## Request
Only the lines from the line holding "Please tag the man's ear" through the final line of the entries below are to be returned, exactly as they stand.
____________________
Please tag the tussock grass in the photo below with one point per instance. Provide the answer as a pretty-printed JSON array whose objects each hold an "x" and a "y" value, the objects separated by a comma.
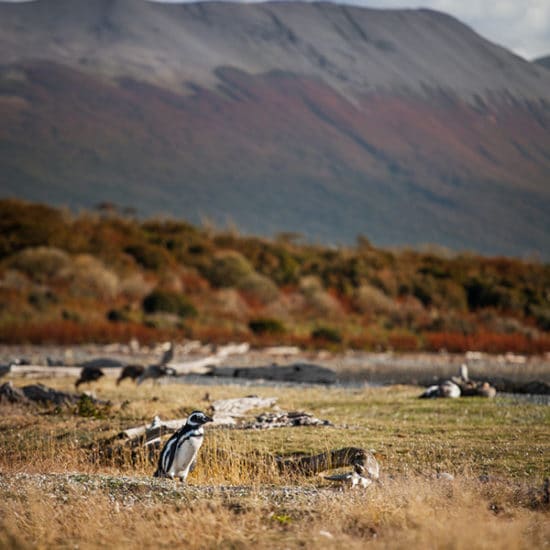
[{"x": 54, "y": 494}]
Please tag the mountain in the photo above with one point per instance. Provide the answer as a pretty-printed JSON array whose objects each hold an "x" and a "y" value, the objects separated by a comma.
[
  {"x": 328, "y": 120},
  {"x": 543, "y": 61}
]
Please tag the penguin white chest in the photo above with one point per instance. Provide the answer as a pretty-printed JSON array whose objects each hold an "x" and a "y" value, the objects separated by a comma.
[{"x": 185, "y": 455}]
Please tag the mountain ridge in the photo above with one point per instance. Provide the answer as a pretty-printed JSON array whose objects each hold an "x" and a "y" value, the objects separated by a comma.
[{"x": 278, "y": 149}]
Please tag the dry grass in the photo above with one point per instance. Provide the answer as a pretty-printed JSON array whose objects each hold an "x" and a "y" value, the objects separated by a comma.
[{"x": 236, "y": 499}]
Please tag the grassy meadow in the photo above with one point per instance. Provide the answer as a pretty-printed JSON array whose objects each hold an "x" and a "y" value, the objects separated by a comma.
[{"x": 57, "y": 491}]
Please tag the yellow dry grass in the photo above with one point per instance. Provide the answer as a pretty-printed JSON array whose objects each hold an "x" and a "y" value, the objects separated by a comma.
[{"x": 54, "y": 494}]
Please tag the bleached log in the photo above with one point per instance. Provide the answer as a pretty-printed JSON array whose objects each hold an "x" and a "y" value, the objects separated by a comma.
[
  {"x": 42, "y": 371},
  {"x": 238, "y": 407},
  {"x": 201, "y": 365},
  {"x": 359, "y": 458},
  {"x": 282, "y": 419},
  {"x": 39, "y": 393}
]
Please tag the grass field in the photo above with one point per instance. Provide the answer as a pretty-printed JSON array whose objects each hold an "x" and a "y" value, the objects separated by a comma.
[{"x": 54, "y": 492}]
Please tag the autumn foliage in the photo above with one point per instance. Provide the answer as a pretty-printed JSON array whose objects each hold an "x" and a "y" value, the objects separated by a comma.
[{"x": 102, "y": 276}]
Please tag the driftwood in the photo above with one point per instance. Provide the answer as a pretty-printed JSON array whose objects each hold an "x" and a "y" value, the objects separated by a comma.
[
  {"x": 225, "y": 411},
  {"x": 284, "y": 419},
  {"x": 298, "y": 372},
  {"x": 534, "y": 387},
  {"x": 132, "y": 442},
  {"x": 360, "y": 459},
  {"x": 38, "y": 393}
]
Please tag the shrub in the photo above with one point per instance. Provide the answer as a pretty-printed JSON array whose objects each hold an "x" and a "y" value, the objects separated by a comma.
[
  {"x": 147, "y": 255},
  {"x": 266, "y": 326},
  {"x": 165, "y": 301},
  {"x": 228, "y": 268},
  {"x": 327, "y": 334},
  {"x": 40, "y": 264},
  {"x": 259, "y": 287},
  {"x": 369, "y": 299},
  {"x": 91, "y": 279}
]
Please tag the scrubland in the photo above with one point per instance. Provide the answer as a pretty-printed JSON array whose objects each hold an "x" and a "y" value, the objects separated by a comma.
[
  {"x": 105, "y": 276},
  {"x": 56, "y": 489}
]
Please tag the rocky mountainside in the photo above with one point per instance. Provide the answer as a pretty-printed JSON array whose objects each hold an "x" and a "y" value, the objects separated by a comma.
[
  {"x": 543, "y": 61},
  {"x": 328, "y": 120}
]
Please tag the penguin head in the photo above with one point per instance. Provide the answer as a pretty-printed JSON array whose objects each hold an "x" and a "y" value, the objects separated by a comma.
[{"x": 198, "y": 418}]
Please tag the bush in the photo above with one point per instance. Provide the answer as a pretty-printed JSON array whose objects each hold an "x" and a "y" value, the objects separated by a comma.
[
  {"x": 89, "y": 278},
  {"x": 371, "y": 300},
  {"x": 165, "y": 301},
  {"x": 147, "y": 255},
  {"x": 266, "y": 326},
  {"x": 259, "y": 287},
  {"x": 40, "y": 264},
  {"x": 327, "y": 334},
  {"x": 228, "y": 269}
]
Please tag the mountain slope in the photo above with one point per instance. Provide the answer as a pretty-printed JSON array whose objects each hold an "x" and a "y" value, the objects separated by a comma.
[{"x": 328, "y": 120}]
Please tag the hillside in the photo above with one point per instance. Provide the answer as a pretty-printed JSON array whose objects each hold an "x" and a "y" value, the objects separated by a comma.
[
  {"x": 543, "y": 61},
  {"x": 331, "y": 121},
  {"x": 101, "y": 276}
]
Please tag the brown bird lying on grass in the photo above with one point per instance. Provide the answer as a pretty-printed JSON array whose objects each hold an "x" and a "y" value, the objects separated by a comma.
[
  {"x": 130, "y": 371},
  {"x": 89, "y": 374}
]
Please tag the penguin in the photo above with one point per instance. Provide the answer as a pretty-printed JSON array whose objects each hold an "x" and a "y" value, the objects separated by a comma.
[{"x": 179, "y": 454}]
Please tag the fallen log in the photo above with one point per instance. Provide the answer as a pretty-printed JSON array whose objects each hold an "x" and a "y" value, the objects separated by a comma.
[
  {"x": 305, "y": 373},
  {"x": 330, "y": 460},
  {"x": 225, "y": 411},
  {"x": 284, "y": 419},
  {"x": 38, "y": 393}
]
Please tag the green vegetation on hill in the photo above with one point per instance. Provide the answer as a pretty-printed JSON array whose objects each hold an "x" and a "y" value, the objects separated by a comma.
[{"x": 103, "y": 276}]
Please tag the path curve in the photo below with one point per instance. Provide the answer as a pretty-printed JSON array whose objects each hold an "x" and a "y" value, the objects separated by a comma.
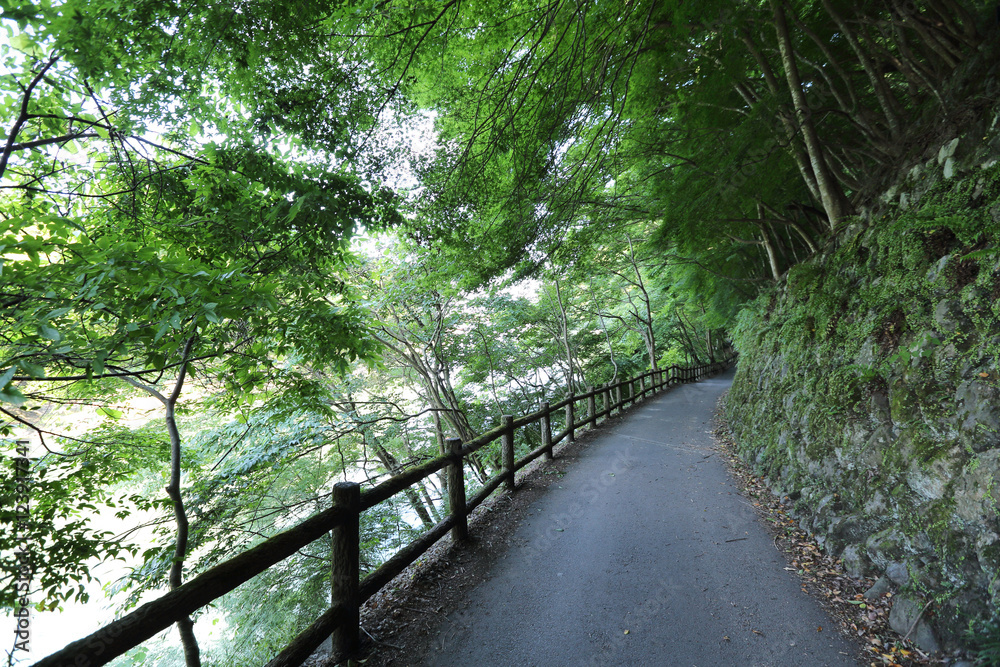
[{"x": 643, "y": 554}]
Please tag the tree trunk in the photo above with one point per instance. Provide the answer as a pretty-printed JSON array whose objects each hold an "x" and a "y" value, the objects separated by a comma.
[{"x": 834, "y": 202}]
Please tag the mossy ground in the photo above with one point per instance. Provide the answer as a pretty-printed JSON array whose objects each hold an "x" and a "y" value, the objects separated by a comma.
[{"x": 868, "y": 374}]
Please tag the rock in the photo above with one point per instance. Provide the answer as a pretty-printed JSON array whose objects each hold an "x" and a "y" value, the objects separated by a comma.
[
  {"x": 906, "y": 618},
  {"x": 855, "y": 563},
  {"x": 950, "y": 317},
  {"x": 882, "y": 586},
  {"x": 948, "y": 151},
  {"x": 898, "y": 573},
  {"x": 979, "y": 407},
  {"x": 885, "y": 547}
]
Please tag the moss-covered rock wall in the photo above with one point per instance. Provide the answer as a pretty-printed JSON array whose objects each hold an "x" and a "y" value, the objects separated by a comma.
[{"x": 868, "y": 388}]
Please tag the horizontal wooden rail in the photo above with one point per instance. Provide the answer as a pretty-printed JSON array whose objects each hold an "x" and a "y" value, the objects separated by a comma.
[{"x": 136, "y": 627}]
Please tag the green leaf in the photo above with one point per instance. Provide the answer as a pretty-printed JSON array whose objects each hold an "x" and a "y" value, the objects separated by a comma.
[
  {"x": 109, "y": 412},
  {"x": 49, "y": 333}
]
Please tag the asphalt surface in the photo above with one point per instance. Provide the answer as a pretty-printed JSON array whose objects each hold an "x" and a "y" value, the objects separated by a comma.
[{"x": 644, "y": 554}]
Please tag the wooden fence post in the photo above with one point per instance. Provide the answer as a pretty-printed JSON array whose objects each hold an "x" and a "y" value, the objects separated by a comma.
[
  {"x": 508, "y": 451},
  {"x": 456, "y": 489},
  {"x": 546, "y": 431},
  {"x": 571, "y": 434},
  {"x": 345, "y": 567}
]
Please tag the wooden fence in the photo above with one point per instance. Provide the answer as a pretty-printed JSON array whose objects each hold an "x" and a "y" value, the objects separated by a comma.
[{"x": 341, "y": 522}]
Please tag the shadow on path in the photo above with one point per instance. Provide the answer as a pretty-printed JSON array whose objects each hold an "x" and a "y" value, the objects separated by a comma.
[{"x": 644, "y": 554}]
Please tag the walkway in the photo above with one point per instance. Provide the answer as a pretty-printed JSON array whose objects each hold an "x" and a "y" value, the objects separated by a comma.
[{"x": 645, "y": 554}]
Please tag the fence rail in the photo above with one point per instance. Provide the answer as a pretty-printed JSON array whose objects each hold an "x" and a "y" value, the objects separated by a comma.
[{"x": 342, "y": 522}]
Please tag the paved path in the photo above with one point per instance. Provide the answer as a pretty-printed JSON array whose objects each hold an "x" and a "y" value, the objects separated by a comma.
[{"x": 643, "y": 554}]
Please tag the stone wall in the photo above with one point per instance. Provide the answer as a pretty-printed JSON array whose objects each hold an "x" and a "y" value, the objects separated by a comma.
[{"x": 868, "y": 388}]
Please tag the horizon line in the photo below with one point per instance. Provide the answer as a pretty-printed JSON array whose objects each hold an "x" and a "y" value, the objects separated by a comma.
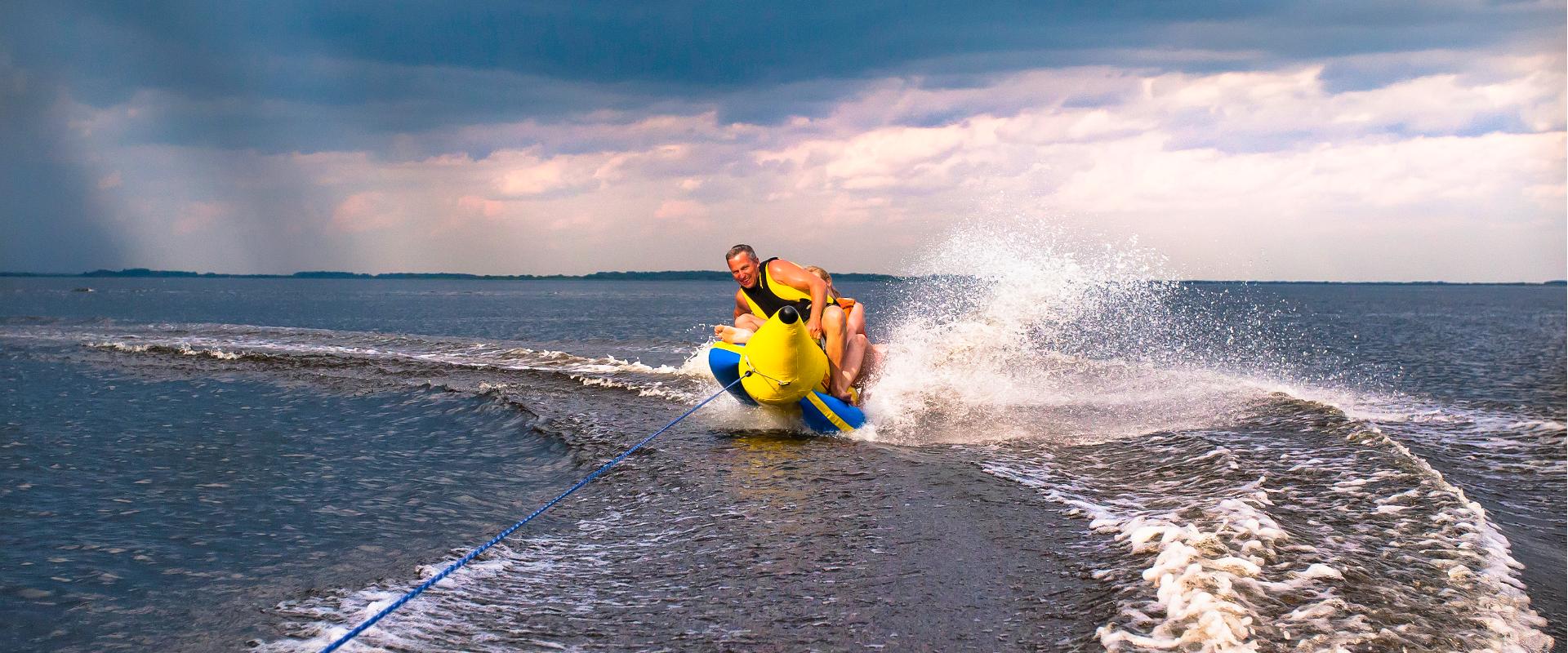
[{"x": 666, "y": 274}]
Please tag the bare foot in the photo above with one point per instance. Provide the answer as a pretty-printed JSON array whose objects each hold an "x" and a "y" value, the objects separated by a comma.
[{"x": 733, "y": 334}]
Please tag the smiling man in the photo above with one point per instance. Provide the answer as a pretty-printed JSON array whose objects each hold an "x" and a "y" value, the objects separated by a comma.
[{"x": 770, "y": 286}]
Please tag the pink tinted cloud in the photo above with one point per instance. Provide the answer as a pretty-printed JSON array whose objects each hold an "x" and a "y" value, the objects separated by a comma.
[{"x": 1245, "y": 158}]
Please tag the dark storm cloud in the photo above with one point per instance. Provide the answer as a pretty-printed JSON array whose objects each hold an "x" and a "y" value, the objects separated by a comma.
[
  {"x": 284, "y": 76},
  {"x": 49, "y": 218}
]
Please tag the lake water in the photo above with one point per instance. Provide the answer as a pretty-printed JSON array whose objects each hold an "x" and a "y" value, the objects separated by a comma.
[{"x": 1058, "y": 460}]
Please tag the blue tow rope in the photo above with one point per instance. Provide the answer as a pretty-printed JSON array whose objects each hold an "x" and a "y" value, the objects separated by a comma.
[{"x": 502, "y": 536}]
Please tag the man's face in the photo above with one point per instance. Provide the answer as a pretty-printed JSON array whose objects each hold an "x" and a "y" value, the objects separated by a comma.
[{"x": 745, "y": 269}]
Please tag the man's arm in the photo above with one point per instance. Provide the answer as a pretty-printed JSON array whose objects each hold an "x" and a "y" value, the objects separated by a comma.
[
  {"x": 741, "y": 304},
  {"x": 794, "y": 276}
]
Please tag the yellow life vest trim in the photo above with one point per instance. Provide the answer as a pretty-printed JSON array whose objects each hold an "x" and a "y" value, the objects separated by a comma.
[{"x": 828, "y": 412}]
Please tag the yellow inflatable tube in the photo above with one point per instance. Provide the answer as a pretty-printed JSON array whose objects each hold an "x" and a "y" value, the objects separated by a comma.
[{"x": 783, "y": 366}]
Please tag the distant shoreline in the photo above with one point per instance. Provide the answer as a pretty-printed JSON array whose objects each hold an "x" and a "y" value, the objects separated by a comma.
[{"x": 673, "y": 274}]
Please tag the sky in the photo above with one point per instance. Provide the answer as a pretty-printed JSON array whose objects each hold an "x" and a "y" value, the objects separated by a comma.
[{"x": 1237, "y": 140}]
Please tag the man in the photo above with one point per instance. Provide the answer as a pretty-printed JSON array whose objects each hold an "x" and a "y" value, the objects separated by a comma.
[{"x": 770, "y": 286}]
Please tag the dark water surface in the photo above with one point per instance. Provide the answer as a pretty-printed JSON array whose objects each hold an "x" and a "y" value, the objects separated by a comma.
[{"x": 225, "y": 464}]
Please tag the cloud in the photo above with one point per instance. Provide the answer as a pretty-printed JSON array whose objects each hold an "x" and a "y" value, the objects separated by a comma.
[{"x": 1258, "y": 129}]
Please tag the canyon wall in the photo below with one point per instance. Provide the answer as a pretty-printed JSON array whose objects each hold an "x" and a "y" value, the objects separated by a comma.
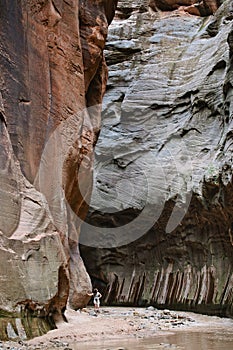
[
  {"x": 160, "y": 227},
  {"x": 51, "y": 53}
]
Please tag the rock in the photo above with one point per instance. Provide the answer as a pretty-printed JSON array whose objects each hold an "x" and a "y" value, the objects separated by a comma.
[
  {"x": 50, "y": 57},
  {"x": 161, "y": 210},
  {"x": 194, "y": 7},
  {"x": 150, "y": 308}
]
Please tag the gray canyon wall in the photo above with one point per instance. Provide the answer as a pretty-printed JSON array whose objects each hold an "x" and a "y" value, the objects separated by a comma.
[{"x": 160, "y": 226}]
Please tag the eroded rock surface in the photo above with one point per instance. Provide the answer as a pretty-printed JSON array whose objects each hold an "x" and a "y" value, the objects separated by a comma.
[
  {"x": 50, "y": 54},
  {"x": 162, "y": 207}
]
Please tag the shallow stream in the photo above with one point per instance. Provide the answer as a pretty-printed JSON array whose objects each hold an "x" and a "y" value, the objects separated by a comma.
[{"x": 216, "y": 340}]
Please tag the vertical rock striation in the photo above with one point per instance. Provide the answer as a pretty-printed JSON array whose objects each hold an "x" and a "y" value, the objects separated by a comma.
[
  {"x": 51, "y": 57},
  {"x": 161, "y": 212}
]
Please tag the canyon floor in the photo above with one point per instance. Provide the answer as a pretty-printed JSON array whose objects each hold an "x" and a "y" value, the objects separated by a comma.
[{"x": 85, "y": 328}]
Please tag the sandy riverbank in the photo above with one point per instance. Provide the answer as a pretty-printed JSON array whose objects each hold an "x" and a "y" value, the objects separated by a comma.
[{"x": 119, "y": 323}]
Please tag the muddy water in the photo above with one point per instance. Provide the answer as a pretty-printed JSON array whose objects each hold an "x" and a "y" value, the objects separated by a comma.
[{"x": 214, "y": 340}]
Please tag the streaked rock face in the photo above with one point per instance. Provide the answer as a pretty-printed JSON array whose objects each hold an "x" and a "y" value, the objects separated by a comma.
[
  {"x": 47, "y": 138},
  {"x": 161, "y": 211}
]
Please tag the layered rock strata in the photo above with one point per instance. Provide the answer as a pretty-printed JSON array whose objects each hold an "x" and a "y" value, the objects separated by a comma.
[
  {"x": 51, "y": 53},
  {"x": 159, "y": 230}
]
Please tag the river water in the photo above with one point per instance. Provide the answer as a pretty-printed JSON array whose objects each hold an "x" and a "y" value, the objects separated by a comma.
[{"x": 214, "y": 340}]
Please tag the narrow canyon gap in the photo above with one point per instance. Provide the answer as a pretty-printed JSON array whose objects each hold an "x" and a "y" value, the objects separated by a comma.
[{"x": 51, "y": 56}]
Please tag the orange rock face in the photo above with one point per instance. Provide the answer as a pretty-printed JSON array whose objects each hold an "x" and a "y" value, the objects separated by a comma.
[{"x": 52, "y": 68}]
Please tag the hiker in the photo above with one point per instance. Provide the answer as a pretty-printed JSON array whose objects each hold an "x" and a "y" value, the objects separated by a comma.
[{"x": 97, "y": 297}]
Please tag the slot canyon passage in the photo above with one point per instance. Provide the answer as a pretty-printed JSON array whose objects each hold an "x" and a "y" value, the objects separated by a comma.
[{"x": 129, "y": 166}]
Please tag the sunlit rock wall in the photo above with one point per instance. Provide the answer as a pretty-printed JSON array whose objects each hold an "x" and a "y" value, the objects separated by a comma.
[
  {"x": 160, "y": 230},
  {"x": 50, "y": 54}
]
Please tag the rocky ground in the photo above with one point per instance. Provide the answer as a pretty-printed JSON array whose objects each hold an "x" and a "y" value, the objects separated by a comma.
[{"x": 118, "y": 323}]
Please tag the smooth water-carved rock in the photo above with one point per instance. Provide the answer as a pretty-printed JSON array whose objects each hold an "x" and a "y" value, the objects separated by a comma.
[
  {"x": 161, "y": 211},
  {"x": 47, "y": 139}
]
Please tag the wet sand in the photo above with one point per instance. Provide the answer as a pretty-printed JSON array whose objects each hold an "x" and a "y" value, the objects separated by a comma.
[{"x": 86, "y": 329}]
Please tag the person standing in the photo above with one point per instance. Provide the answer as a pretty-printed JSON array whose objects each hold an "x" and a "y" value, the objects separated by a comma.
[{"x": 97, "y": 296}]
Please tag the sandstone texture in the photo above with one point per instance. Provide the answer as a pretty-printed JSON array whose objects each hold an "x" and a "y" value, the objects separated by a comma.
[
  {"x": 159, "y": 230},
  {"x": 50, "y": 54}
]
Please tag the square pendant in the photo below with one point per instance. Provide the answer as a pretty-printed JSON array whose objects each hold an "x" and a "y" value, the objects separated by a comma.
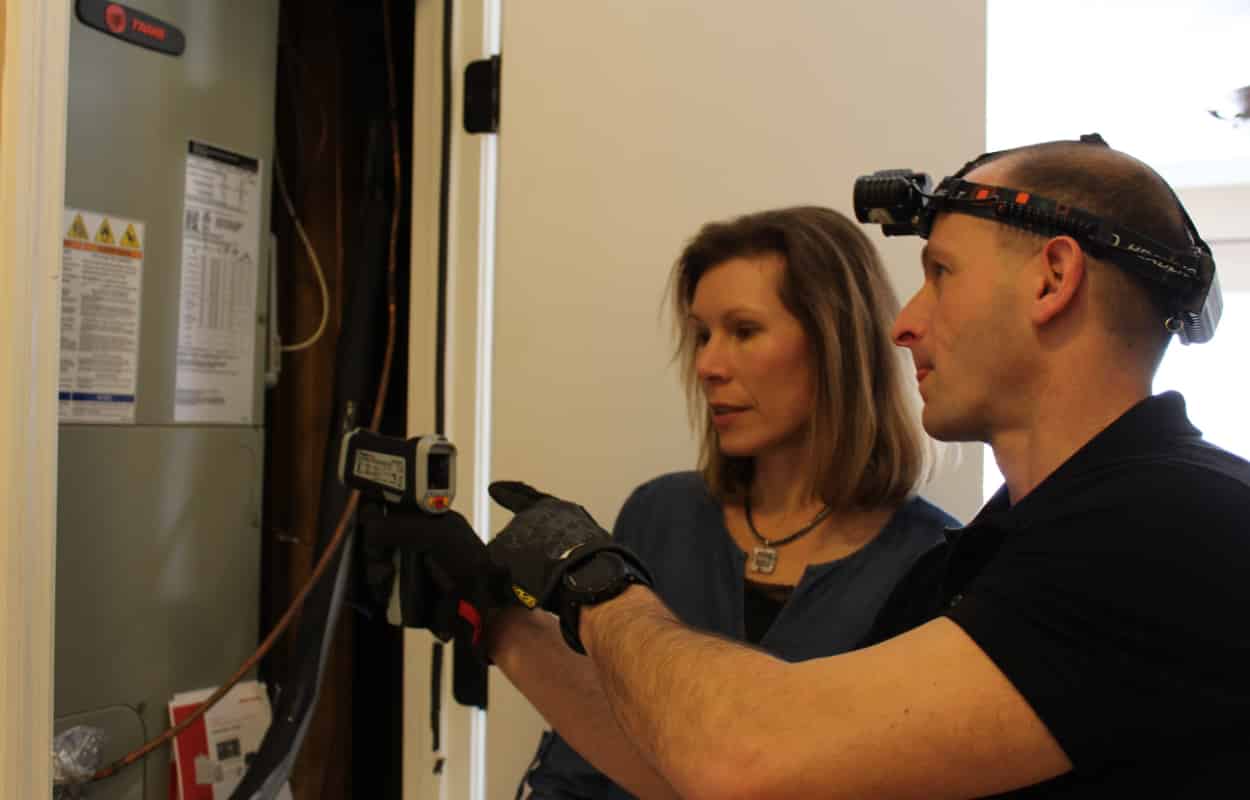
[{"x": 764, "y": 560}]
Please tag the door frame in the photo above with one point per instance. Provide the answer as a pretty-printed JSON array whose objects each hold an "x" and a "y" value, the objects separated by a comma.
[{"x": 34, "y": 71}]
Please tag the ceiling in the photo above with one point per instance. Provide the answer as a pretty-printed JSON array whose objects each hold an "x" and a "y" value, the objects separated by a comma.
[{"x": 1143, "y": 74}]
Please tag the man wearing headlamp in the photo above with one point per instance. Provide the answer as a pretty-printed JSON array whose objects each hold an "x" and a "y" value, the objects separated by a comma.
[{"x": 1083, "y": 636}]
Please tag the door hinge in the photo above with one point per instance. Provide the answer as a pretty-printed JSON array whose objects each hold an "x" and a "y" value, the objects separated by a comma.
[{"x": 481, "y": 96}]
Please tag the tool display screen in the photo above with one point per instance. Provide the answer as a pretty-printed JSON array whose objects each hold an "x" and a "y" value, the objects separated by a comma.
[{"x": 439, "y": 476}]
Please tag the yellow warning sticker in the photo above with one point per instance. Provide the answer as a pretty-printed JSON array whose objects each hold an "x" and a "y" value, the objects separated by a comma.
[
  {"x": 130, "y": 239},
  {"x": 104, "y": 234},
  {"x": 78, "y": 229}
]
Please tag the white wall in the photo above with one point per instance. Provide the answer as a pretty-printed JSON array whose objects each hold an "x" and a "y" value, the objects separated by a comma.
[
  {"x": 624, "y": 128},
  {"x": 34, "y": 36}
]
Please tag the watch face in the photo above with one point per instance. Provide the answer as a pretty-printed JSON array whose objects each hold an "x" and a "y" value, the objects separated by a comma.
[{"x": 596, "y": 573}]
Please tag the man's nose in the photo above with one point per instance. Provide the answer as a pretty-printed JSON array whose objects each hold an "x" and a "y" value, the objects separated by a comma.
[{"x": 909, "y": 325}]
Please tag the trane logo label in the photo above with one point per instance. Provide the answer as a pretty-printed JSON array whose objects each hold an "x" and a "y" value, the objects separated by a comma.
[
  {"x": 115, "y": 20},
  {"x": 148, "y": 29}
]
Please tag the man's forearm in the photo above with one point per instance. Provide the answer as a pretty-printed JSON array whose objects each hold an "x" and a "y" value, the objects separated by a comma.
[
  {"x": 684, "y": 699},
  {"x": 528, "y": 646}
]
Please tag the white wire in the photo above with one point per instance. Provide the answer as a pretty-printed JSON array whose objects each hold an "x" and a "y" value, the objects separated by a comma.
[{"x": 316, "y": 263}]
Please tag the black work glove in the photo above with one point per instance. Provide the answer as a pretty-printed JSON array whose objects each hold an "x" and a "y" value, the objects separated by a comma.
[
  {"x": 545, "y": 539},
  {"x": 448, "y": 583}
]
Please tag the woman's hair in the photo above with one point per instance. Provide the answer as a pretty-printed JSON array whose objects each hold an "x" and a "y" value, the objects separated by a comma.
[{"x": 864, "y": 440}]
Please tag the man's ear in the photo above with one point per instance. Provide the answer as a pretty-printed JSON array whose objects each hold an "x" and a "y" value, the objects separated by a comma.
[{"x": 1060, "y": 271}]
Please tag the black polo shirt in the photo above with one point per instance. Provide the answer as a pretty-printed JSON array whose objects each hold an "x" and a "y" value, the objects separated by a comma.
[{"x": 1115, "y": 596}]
____________________
## Complete output
Please tag the man's ear in the photo above with one point per instance. Provide the answer as a pretty-printed JSON array whose objects each hold an "x" and a "y" value, the objects separated by a comma.
[{"x": 1060, "y": 271}]
Please tag the black polo shirt in the photo above with one point per instance. Provide the answer as a pretty-printed JSON array whose objects each hold an "x" and a "y" value, the objects separated by a comma.
[{"x": 1115, "y": 596}]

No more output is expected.